-- Information provided --
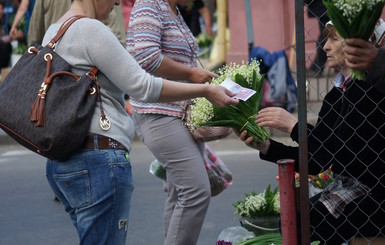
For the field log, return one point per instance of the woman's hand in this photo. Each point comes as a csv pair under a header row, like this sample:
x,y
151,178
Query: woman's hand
x,y
262,147
359,54
276,117
200,75
220,96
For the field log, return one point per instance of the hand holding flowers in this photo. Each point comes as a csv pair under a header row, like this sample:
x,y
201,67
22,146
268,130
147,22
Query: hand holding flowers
x,y
241,116
355,19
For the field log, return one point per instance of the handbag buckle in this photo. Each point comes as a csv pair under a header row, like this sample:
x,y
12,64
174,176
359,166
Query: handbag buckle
x,y
104,123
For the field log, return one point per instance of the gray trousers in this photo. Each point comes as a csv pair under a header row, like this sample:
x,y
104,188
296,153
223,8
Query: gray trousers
x,y
188,187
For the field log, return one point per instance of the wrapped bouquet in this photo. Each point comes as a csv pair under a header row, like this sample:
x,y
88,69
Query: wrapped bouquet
x,y
354,19
259,204
241,116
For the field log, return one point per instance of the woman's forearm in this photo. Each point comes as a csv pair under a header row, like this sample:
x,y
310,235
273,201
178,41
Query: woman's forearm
x,y
173,70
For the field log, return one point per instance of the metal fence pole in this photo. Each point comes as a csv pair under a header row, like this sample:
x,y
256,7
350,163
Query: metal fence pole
x,y
287,202
302,122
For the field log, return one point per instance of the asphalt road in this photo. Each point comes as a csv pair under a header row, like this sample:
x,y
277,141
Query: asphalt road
x,y
29,215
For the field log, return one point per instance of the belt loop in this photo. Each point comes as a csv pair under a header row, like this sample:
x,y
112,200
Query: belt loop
x,y
96,146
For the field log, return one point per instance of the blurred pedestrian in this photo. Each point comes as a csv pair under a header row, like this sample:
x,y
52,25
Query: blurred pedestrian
x,y
316,9
5,40
127,6
192,12
47,12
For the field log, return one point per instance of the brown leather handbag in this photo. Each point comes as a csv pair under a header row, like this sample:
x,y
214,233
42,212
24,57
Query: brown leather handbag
x,y
44,106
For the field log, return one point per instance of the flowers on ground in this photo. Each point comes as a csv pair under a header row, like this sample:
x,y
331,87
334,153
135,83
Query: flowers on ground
x,y
259,204
323,179
241,116
354,18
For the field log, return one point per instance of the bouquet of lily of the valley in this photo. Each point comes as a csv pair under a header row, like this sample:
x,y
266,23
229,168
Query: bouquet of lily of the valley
x,y
255,204
354,19
241,116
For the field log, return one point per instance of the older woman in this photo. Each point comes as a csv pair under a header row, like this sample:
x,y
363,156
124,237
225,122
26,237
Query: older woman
x,y
349,136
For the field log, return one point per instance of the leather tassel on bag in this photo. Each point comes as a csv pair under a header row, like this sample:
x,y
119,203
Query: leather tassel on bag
x,y
37,114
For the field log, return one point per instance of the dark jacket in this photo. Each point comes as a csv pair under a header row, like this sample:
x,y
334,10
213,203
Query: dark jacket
x,y
349,134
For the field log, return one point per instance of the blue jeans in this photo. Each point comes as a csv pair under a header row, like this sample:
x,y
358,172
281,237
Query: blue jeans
x,y
95,187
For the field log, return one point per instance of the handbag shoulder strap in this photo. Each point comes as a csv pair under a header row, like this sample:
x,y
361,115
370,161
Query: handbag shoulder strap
x,y
63,28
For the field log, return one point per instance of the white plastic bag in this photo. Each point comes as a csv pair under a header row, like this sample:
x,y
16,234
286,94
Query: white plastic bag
x,y
233,235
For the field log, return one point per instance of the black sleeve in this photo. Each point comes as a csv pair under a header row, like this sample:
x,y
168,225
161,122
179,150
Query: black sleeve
x,y
376,74
199,4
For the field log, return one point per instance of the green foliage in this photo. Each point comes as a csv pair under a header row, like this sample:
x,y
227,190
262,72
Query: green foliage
x,y
354,19
242,116
262,204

-- Activity --
Write out all the entries again, word for word, and print no images.

-- Task response --
For the field log, return one point per instance of the woman's hand in this photo. Each point comes as a csv pair under a header row, like this sample:
x,y
151,178
Query: woman's hand
x,y
262,147
359,54
276,117
200,75
220,96
For the field log, return one point per instance of the hand holding flowers in this photo. Each point comes as a csv pair under a header row, like this sample:
x,y
201,67
22,146
268,130
147,22
Query: hand holding flowers
x,y
241,116
355,19
For the field log, return one point per instance of the handbag buckle in this photo. Each point comes as a csv pair under a header row, like this sample:
x,y
12,64
174,176
359,166
Query: handbag buckle
x,y
104,123
For the field log, return one point per instance of the gray trousers in this photo. Each point comes as a csv pair under a header row, like this sample:
x,y
104,188
296,153
223,8
Query: gray trousers
x,y
188,187
For the field log, return one point per instance of the wrapped bouquet in this photo. Each point comes as a csv pair under a header row, like this sample:
x,y
88,69
Query: wrapped bouquet
x,y
354,19
259,204
241,116
For the field log, return one point per instance of the woman's forearm in this photo. Each point comes as a csv pair under a header row, like this sample:
x,y
310,235
273,201
178,41
Query: woman's forearm
x,y
173,70
For the field log, return one point per instance of the metal fence pole in this photo. Each point comes as a csv pair under a header row, like this sample:
x,y
256,7
350,163
Query: metal fence pole
x,y
287,202
302,122
For the field log, return one point per instance of the asphalt road in this photo. Each point comes as a csv pair under a header row, like this sample:
x,y
277,141
Query: asphalt road
x,y
29,215
For the field log, return one point per instance of the belt loop in this photo. Each point comes as a csv pair under a header row, like this sample:
x,y
112,200
Query: belt loop
x,y
96,146
For the field log, return one point per instance of the blurred pedestrian in this photo. Each point comes as a csv pair under a header row, like this sample:
x,y
52,25
Query: blurred pedestrian
x,y
316,9
5,40
127,6
192,12
47,12
For the field log, return one point per instance of the brown leather handbag in this photo. Each point comes as a csv pair under a header row, like this sample:
x,y
214,233
42,212
24,57
Query: brown leather handbag
x,y
44,106
For the field log, return one point per instance of the flowers on ground in this photo. Each point comes as a csv pair under a header row, like this sample:
x,y
331,87
334,153
135,83
Query: flowers on ground
x,y
259,204
323,179
241,116
354,18
For the field log, return one point per instance of the bouquet of lily of the valley in this photo. Each point comes as a csv pair under a header row, like this sample:
x,y
266,23
229,168
Query: bouquet of lily of the valley
x,y
255,204
354,19
241,116
For the field log, return one point per instance of the older woman in this photo. Each point comes as a csv pair under a header row, like this sample:
x,y
363,156
124,237
225,122
26,237
Query: older woman
x,y
349,136
For the field log, return one point per instance of the leather tassel on bag in this photo. Each point comes as a csv pair under a header row, like this sample:
x,y
119,203
Query: leather tassel on bag
x,y
37,114
For the field log, return one point per instance of the dark jacket in this photo. Each point comes as a csv pair under a header row, like this sample:
x,y
334,10
213,203
Query: dark jacket
x,y
349,134
For the field log, return one point per instance of the blue jeans in this photo. Each point comes as a csv pair under a header row, like this sample:
x,y
358,172
281,237
Query: blue jeans
x,y
95,187
For the field log, return one point per instance of the handbag shoulder strap in this photo. Each point comes as a csv pair under a header row, like this sample:
x,y
361,115
370,161
Query: handbag shoulder strap
x,y
63,28
For the field log, return one point per instance of the white plastic bag in this photo. Each point comes as a csv pair under a header row, like this sample:
x,y
16,234
286,94
Query: white plastic bag
x,y
233,235
For the field log, return one point per instance of the black sleeve in this photo. Each point comes as a csv pair under a header row, like this sample:
x,y
168,225
161,122
179,150
Query: black sleeve
x,y
376,74
199,4
For the field log, return one point per instance of the green foliage in this photo. Each point comes as a csv pair under a header row, like this sample:
x,y
227,190
262,72
Query: green foliage
x,y
354,19
242,116
262,204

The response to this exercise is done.